## BEGIN Records for processing

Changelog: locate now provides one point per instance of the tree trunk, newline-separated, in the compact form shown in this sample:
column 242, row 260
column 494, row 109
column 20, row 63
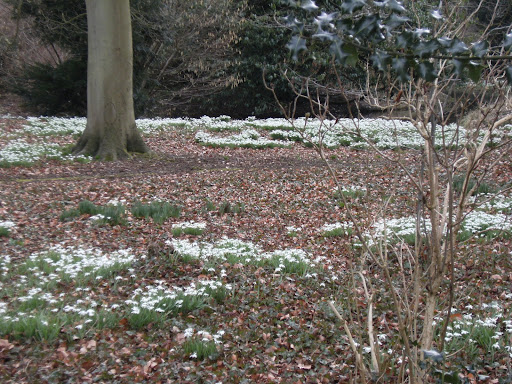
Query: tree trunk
column 111, row 131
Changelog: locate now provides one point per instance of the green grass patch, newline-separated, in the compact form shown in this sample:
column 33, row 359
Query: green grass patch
column 199, row 349
column 159, row 211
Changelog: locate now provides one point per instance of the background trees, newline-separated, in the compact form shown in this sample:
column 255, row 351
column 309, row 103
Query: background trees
column 181, row 51
column 111, row 131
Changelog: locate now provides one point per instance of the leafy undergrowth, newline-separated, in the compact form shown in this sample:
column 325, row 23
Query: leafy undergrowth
column 215, row 264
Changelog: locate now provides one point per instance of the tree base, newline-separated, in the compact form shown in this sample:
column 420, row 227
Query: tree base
column 105, row 150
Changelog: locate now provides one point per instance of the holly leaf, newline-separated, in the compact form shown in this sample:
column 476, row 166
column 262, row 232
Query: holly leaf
column 459, row 66
column 405, row 40
column 395, row 6
column 427, row 48
column 401, row 66
column 368, row 26
column 480, row 49
column 296, row 45
column 457, row 47
column 325, row 18
column 395, row 20
column 323, row 35
column 351, row 6
column 309, row 5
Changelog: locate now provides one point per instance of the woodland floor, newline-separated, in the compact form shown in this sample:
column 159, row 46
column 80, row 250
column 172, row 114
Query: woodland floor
column 277, row 326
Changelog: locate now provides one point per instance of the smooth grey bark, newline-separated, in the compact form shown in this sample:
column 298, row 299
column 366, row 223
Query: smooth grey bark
column 110, row 132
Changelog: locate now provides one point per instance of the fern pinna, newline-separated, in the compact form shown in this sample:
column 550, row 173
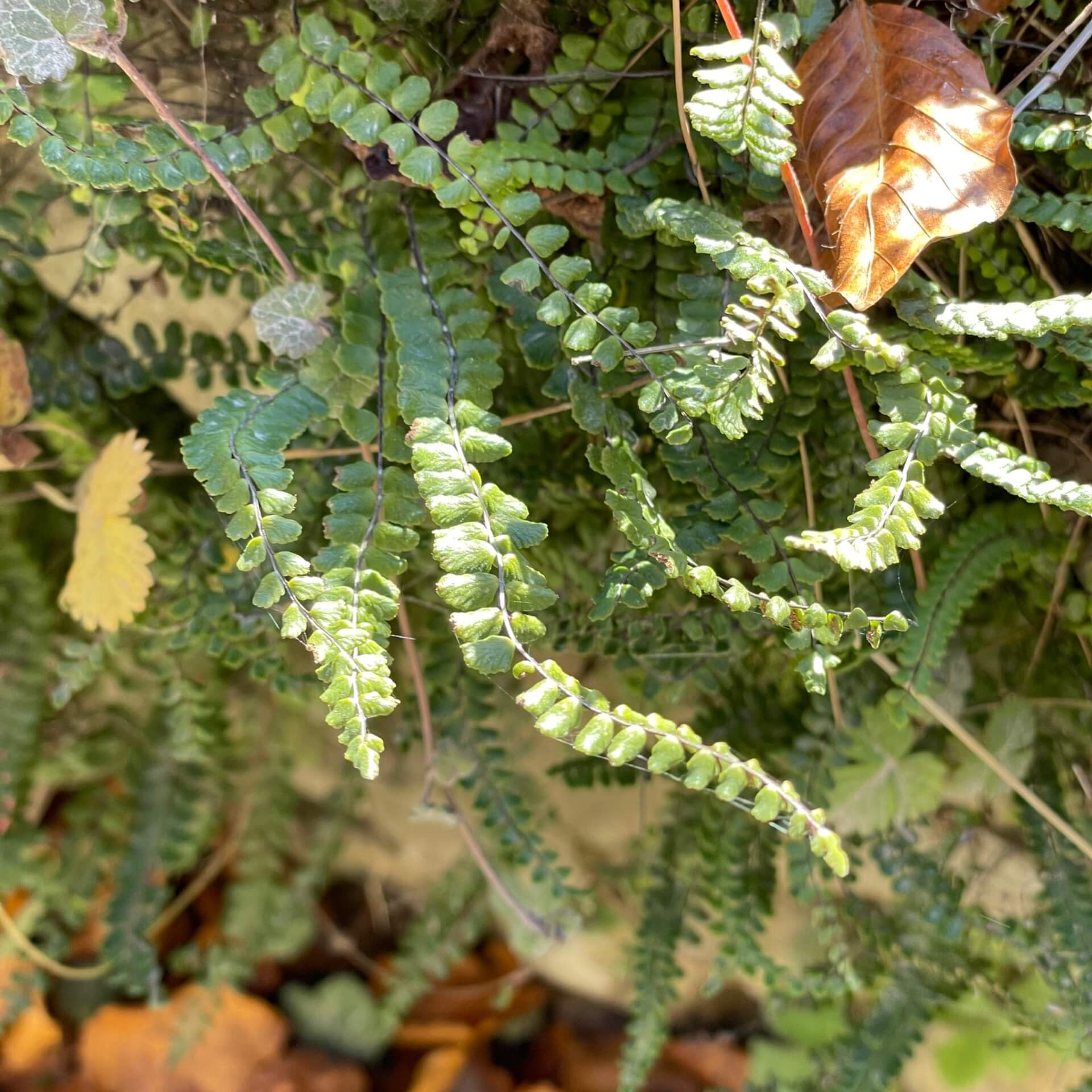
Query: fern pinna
column 546, row 446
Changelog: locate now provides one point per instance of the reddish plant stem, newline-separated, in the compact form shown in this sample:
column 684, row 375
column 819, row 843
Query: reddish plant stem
column 533, row 922
column 114, row 51
column 788, row 174
column 801, row 208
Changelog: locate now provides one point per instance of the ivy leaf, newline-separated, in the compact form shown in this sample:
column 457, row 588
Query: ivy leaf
column 1010, row 737
column 884, row 783
column 287, row 318
column 109, row 579
column 36, row 36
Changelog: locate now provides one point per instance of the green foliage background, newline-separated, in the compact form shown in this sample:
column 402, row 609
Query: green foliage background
column 700, row 514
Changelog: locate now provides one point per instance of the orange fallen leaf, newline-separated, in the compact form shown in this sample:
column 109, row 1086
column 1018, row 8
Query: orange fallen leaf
column 439, row 1069
column 14, row 382
column 903, row 142
column 126, row 1048
column 109, row 582
column 713, row 1061
column 16, row 449
column 432, row 1035
column 303, row 1070
column 31, row 1040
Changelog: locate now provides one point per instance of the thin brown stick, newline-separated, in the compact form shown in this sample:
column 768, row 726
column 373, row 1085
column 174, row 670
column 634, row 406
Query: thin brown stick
column 413, row 662
column 788, row 174
column 41, row 960
column 115, row 53
column 681, row 100
column 217, row 863
column 1033, row 65
column 1045, row 431
column 1036, row 257
column 1060, row 586
column 969, row 741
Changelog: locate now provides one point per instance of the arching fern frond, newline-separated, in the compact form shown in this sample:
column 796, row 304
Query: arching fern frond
column 750, row 105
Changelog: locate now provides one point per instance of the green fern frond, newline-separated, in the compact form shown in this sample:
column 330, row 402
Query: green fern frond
column 751, row 104
column 655, row 965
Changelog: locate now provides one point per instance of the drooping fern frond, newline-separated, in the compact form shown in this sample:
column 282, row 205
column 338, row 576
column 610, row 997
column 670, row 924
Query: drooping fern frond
column 445, row 387
column 999, row 464
column 737, row 886
column 1070, row 212
column 970, row 564
column 236, row 450
column 751, row 104
column 922, row 304
column 870, row 1058
column 888, row 515
column 655, row 966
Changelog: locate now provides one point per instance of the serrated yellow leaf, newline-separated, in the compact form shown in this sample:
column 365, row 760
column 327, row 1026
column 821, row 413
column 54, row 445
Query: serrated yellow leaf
column 14, row 382
column 109, row 579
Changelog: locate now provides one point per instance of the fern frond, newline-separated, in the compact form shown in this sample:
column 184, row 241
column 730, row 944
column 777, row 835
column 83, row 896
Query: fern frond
column 985, row 457
column 655, row 966
column 921, row 403
column 236, row 450
column 1070, row 212
column 751, row 104
column 871, row 1058
column 970, row 562
column 921, row 304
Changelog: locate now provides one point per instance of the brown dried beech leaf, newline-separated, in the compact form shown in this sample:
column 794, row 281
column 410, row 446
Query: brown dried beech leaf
column 902, row 140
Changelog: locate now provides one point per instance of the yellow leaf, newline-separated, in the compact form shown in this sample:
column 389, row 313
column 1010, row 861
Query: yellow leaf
column 14, row 382
column 109, row 579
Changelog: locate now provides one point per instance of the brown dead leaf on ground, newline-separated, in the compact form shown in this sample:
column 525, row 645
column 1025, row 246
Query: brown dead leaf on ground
column 717, row 1062
column 303, row 1070
column 582, row 212
column 126, row 1049
column 32, row 1041
column 903, row 142
column 519, row 31
column 462, row 1010
column 452, row 1069
column 16, row 449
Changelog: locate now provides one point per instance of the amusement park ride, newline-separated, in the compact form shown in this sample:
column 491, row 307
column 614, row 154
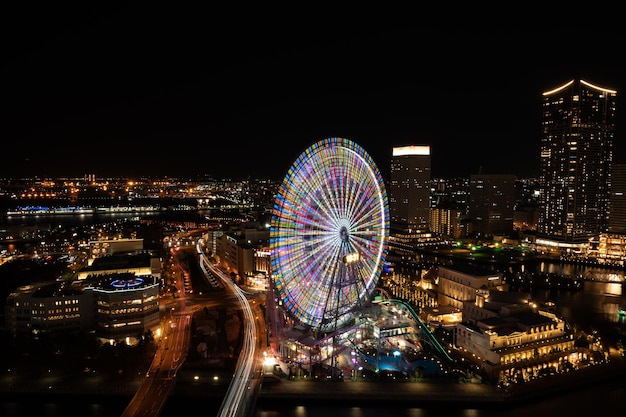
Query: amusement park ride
column 328, row 239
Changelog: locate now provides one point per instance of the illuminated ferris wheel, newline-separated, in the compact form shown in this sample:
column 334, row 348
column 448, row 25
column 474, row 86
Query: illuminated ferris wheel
column 329, row 233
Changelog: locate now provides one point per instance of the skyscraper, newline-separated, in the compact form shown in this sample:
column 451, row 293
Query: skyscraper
column 409, row 203
column 492, row 204
column 578, row 123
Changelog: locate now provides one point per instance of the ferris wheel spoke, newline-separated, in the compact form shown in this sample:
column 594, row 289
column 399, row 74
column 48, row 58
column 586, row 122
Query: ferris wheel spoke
column 332, row 203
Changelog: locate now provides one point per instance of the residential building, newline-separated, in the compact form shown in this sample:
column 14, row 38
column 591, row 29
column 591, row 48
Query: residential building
column 578, row 126
column 409, row 188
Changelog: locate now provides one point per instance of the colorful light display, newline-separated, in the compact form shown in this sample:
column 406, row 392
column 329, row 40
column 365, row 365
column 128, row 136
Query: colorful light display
column 329, row 233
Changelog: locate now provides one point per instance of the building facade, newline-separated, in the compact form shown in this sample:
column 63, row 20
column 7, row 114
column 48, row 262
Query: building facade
column 492, row 204
column 578, row 124
column 409, row 189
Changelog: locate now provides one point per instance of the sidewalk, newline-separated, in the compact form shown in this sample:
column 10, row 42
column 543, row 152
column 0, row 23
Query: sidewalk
column 407, row 392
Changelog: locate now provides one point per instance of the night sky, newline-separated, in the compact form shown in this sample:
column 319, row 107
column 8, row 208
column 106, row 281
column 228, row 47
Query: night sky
column 143, row 90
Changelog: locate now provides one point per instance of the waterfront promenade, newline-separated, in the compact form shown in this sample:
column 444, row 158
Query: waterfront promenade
column 360, row 393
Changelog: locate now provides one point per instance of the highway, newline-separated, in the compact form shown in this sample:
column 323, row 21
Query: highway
column 151, row 396
column 240, row 398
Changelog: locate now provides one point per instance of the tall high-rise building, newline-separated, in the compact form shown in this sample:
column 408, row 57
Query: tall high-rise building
column 617, row 199
column 409, row 190
column 492, row 204
column 578, row 124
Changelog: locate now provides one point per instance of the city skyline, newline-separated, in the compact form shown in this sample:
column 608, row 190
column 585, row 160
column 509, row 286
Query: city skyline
column 155, row 92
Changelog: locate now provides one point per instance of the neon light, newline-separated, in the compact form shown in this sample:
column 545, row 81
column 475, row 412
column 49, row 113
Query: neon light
column 411, row 150
column 331, row 204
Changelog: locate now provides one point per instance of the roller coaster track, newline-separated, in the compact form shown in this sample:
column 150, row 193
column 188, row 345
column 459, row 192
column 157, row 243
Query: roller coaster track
column 425, row 330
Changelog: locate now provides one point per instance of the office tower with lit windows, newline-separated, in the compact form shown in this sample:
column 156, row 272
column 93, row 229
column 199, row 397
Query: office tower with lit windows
column 492, row 204
column 578, row 124
column 409, row 189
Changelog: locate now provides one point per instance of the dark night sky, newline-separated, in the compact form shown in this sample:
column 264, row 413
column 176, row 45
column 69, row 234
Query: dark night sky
column 141, row 90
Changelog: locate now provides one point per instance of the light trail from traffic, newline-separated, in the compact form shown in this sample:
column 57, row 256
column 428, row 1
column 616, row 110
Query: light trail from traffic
column 241, row 395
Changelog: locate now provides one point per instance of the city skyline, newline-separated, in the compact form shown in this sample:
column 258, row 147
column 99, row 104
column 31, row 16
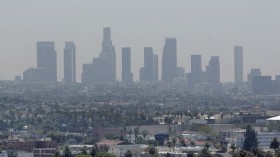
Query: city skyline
column 214, row 30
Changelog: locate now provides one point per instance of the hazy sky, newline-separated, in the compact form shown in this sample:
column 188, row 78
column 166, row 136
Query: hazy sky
column 206, row 27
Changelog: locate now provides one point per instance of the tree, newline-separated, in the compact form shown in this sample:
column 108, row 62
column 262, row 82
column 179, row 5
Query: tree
column 251, row 140
column 128, row 154
column 174, row 140
column 93, row 151
column 152, row 150
column 190, row 154
column 136, row 131
column 204, row 153
column 145, row 133
column 277, row 153
column 67, row 152
column 169, row 144
column 57, row 154
column 207, row 145
column 84, row 150
column 274, row 143
column 233, row 147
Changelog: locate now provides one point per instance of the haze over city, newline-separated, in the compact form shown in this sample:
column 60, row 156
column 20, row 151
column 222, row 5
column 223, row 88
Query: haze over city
column 208, row 28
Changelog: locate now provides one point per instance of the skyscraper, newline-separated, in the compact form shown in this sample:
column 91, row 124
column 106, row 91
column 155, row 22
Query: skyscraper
column 169, row 59
column 104, row 66
column 196, row 70
column 213, row 70
column 238, row 64
column 70, row 62
column 155, row 70
column 252, row 74
column 148, row 64
column 127, row 76
column 46, row 59
column 109, row 56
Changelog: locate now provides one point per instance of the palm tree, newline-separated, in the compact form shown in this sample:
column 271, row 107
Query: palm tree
column 67, row 152
column 128, row 154
column 174, row 140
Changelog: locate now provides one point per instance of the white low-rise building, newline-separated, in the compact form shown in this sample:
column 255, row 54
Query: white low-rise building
column 120, row 150
column 264, row 138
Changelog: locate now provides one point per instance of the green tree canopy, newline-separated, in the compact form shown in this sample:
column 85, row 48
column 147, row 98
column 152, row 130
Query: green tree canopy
column 251, row 140
column 67, row 152
column 274, row 143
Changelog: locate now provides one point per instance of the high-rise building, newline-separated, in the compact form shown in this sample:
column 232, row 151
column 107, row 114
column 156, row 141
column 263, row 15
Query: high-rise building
column 104, row 66
column 141, row 74
column 196, row 70
column 169, row 59
column 213, row 70
column 148, row 64
column 35, row 75
column 238, row 64
column 253, row 73
column 155, row 70
column 70, row 62
column 127, row 76
column 46, row 59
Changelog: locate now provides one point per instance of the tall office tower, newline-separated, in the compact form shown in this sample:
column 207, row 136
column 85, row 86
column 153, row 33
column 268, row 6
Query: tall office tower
column 155, row 70
column 46, row 59
column 141, row 74
column 148, row 64
column 104, row 66
column 127, row 76
column 70, row 62
column 253, row 73
column 213, row 70
column 169, row 59
column 109, row 56
column 238, row 64
column 196, row 71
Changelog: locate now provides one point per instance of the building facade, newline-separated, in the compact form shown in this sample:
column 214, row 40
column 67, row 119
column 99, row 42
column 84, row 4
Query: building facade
column 238, row 64
column 169, row 59
column 127, row 75
column 103, row 68
column 47, row 59
column 70, row 62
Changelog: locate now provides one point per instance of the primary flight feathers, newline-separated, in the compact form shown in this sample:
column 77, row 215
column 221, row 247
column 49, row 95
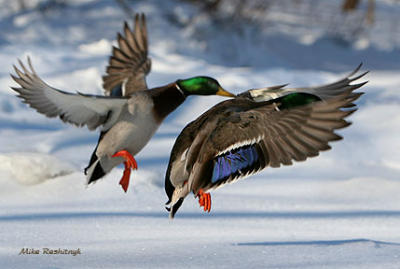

## END Records for processing

**Exercise description**
Count how many lines of the material above contain the string "trail", treating uppercase and lowercase as different. Reply with the number only.

**Problem solution**
2